Alan Fraser, Scottish Executive

Date:

Wednesday 27 February 2002

Time:

18:30

Venue:

The Royal Pharmaceutical Society

Admission:

Free

Information Age Government

The subject is the Scottish Executive's vision for 21st Century government and its modernisation agenda; how that is grounded in the key policy objectives of the Executive - particularly the commitment to social justice; and how it is ultimately about the better delivery of public services and access to information.

This is not a techie-led agenda, but technology has an important role to play; we are coming at this from the standpoint of the consumer or user of services and information, rather than from that of the bureaucracy. One consequence is that the review and mapping of processes which this prompts identifies potential for real improvements.

There is a question about the Executive's own role in this change process, given that it is not directly responsible for service delivery to any significant extent. But it has a responsibility for articulating and communicating the vision; for setting standards - both technical and performance - ; for facilitating exchange of best practice; for co-ordinating activity; and for stimulating and supporting innovation.

A main instrument for stimulating change has been the Modernising Government Fund of £26m. The approach was to encourage a range of innovative applications across the wider public sector in Scotland with a particular focus on citizen centred projects involving joined up service delivery by a number of agencies.

---

:: What to do ::
1) Answer these from the talk description:
(a) At what venue is the talk held?
(b) What does admission cost?
(c) How much money is in the Modernising Government Fund?
2) Write out the stretch of the talk description from "A main instrument" through "number of agencies.", swapping "citizen centred" for "user centred".
The listing is unrelated to the talk description.

:: Input data ::
---

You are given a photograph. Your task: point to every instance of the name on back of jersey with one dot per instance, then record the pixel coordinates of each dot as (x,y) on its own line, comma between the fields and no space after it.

---

:: Solutions in order ::
1)
(a) The Royal Pharmaceutical Society
(b) It is free.
(c) £26m

2)
A main instrument for stimulating change has been the Modernising Government Fund of £26m. The approach was to encourage a range of innovative applications across the wider public sector in Scotland with a particular focus on user centred projects involving joined up service delivery by a number of agencies.